WHAT IS EXPECTED:
Reproduce exactly the lines below, from the line containing "target: dog's head" up to and including the line containing "105 94 L 124", and give nothing beyond them.

INFORMATION SUPPLIED:
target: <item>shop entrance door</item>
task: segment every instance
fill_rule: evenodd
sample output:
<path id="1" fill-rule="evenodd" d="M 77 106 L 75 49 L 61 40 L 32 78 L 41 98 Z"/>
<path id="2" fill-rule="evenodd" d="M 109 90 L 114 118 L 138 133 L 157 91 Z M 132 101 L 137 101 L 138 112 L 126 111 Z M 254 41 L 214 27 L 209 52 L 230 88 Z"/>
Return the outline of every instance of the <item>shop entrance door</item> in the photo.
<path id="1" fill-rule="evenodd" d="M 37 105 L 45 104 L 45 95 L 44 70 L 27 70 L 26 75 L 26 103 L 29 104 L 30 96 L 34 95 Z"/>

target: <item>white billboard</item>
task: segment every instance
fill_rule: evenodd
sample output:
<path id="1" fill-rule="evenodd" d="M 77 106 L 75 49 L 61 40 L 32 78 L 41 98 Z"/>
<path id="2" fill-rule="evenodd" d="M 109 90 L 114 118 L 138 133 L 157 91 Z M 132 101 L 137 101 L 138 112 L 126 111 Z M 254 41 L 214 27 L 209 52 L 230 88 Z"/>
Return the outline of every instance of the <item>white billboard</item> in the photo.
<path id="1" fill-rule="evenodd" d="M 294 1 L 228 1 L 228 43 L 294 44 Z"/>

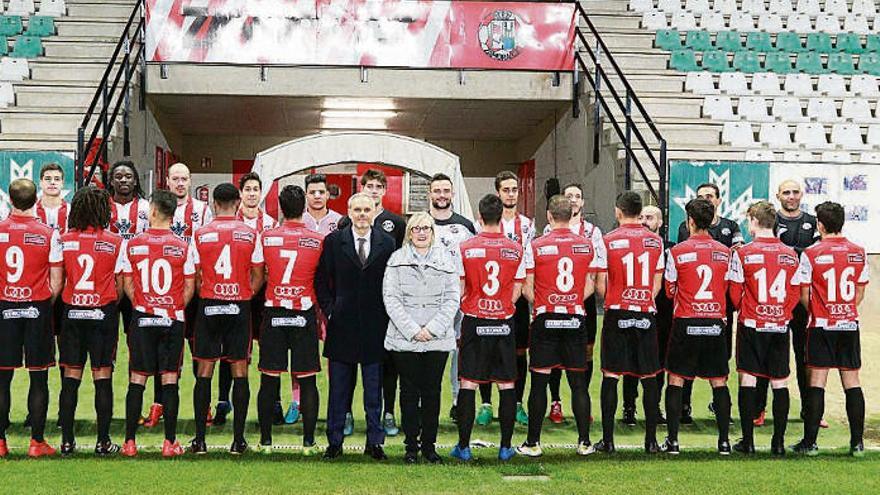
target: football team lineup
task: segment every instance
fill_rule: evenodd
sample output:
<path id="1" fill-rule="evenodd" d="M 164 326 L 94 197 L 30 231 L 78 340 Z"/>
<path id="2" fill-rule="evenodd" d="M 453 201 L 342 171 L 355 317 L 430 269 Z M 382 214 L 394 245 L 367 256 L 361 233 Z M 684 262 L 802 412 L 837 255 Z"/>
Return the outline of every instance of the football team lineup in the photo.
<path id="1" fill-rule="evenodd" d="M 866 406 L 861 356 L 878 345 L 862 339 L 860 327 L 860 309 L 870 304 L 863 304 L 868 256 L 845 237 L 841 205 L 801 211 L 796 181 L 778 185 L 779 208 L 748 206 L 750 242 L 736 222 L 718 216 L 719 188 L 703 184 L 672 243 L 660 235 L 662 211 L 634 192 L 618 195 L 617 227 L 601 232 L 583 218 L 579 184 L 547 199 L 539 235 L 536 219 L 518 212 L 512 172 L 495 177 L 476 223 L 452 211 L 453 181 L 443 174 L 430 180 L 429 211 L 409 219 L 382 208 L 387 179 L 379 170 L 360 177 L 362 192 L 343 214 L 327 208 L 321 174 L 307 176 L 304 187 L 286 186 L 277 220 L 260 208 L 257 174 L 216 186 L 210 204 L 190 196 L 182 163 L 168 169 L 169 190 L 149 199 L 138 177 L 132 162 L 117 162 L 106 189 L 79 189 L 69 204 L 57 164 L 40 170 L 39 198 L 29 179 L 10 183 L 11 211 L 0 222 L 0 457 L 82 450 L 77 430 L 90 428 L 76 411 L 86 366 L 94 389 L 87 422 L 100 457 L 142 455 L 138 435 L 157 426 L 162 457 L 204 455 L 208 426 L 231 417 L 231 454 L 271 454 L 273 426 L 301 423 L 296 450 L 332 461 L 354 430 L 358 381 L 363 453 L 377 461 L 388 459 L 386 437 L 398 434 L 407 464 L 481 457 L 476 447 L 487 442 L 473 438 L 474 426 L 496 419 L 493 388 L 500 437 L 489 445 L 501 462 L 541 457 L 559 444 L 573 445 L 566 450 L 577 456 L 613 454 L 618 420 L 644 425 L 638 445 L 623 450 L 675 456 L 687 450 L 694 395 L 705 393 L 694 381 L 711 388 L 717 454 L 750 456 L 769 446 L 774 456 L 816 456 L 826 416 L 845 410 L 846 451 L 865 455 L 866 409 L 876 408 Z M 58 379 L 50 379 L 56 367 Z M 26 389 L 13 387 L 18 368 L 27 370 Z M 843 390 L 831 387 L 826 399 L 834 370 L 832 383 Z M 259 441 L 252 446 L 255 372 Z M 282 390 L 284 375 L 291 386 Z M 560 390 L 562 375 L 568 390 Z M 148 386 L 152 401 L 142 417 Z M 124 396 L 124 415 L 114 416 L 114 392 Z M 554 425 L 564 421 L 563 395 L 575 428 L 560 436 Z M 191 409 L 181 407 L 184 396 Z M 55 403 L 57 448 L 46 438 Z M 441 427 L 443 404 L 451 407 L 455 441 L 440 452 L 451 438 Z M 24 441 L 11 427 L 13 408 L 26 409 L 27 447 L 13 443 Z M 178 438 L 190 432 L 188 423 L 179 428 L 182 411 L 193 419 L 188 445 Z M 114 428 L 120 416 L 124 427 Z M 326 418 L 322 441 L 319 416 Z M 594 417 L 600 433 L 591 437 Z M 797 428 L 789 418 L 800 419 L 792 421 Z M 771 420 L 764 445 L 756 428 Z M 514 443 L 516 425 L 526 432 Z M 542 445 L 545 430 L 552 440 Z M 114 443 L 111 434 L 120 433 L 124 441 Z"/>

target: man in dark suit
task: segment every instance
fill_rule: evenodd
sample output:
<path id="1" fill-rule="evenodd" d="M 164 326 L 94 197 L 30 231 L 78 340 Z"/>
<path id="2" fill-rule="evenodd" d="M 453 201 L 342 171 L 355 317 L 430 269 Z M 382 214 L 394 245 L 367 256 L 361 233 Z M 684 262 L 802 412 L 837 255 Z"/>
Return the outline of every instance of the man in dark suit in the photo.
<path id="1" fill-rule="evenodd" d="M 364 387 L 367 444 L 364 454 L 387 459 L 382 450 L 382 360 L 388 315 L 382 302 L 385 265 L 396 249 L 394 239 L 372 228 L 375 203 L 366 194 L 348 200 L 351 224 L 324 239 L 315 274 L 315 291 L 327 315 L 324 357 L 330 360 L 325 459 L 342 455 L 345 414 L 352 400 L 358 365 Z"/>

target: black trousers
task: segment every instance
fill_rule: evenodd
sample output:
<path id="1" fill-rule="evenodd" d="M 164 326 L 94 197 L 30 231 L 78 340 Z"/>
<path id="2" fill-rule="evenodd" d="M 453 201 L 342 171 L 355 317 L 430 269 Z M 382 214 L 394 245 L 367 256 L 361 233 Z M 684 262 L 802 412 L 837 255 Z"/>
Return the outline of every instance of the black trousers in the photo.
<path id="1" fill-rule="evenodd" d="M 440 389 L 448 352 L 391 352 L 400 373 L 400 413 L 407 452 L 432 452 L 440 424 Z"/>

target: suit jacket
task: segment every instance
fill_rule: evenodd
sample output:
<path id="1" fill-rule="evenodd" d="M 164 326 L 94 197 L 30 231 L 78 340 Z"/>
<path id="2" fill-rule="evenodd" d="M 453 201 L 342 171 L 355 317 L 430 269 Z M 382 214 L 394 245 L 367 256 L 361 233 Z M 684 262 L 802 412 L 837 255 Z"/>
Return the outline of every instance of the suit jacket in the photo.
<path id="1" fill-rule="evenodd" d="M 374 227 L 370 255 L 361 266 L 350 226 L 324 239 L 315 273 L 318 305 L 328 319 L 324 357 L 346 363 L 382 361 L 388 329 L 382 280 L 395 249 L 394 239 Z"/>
---
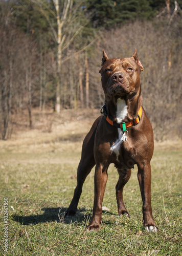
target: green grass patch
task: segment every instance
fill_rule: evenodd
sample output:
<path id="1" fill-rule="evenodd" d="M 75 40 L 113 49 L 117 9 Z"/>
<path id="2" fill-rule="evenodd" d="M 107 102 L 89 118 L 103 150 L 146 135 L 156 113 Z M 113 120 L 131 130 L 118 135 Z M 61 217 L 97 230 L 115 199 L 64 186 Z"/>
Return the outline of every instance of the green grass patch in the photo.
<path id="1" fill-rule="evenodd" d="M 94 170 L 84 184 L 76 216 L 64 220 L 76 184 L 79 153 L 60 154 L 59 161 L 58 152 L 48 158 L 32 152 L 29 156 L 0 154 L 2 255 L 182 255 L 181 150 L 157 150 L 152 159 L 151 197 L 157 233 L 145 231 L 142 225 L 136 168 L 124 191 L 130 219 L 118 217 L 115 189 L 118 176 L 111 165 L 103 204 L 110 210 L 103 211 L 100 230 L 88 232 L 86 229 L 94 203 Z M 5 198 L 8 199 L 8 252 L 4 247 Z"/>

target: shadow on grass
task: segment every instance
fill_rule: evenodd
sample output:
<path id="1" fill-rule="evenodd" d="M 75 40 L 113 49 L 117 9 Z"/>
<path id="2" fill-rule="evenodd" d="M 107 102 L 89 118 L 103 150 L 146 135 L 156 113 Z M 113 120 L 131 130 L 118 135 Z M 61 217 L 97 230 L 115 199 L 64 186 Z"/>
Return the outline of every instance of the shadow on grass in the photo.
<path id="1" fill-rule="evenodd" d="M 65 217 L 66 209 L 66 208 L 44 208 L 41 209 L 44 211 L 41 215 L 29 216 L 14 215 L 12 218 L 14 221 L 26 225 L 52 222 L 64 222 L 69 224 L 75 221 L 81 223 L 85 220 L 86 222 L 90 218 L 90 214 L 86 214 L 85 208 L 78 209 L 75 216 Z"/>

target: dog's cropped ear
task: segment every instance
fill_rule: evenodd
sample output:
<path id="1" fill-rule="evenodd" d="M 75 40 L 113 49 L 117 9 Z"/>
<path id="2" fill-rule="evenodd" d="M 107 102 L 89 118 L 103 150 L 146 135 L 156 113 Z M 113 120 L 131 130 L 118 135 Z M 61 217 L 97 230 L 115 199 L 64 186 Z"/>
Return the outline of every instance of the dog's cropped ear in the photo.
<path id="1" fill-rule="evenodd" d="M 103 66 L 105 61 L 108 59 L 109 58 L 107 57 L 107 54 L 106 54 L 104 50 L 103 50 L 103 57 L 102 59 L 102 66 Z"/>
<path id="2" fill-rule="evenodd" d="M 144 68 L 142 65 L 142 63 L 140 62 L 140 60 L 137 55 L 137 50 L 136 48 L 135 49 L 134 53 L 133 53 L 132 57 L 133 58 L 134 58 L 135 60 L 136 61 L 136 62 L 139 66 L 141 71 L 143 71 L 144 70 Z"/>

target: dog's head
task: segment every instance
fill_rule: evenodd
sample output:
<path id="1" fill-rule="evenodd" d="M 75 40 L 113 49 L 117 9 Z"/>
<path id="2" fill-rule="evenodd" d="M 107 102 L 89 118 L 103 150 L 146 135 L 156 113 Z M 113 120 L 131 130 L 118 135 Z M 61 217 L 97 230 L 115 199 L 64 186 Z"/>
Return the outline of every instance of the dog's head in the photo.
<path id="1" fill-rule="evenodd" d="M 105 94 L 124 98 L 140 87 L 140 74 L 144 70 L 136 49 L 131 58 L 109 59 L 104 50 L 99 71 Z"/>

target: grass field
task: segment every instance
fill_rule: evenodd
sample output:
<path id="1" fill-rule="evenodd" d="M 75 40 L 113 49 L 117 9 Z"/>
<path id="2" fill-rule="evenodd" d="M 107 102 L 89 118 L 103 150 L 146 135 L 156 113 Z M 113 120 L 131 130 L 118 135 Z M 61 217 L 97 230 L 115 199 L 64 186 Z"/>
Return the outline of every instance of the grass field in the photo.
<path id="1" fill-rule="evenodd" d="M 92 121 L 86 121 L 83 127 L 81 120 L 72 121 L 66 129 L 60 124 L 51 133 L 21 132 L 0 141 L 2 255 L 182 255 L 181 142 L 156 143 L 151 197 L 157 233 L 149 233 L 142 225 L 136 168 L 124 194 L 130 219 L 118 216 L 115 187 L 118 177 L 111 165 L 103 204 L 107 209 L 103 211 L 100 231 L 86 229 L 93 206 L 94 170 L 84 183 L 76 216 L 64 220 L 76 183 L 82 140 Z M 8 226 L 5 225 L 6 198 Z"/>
==
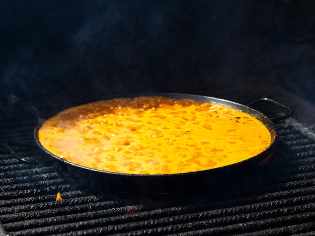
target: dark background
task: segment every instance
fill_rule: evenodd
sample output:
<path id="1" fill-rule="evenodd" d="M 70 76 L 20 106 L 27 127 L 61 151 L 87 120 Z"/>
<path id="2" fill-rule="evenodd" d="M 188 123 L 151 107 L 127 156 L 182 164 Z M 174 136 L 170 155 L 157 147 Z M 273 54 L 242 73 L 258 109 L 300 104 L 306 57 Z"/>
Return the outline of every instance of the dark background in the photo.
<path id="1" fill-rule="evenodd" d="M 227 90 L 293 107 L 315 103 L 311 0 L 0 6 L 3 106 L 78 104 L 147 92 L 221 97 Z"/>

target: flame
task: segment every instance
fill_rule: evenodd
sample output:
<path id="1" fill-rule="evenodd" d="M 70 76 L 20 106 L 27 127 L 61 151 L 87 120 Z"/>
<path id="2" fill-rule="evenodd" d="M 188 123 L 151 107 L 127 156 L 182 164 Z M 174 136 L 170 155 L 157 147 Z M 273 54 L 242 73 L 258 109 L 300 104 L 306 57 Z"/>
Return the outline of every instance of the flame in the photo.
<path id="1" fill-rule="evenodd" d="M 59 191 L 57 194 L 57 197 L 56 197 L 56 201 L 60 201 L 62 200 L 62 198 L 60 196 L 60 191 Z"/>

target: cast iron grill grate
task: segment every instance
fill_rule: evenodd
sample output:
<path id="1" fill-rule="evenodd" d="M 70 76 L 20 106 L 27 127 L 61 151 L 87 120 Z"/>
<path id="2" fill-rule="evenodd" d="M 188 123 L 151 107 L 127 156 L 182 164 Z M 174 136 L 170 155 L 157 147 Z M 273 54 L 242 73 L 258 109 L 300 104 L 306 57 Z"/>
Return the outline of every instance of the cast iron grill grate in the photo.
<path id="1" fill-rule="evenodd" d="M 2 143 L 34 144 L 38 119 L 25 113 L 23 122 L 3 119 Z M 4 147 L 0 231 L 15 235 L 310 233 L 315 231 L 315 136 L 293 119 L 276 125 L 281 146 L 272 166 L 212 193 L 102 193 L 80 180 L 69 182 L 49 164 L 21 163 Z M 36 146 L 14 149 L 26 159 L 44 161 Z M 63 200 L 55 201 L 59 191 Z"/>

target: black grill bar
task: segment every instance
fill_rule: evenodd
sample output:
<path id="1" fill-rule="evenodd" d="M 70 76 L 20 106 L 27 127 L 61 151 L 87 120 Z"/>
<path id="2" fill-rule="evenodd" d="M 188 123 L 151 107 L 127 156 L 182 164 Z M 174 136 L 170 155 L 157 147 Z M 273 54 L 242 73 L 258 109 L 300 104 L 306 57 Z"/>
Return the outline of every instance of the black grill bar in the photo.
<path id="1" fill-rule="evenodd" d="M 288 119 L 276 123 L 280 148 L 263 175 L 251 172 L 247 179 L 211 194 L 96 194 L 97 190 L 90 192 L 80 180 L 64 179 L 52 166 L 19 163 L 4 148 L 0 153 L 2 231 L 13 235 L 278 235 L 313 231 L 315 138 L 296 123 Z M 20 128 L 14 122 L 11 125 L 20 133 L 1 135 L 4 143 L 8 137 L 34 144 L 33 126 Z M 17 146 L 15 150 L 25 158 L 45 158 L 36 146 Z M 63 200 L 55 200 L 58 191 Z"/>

THE ANSWER:
target: dog's head
task: segment every instance
fill_rule: evenodd
sample output:
<path id="1" fill-rule="evenodd" d="M 75 40 L 113 49 L 117 9 Z"/>
<path id="2" fill-rule="evenodd" d="M 107 102 L 89 118 L 103 150 L 146 135 L 156 113 Z M 113 120 L 131 130 L 118 135 Z M 61 217 L 97 230 L 115 199 L 64 186 Z"/>
Return the outline of every instance of the dog's head in the photo.
<path id="1" fill-rule="evenodd" d="M 105 94 L 124 98 L 140 87 L 140 74 L 144 70 L 136 49 L 131 58 L 109 59 L 104 50 L 99 71 Z"/>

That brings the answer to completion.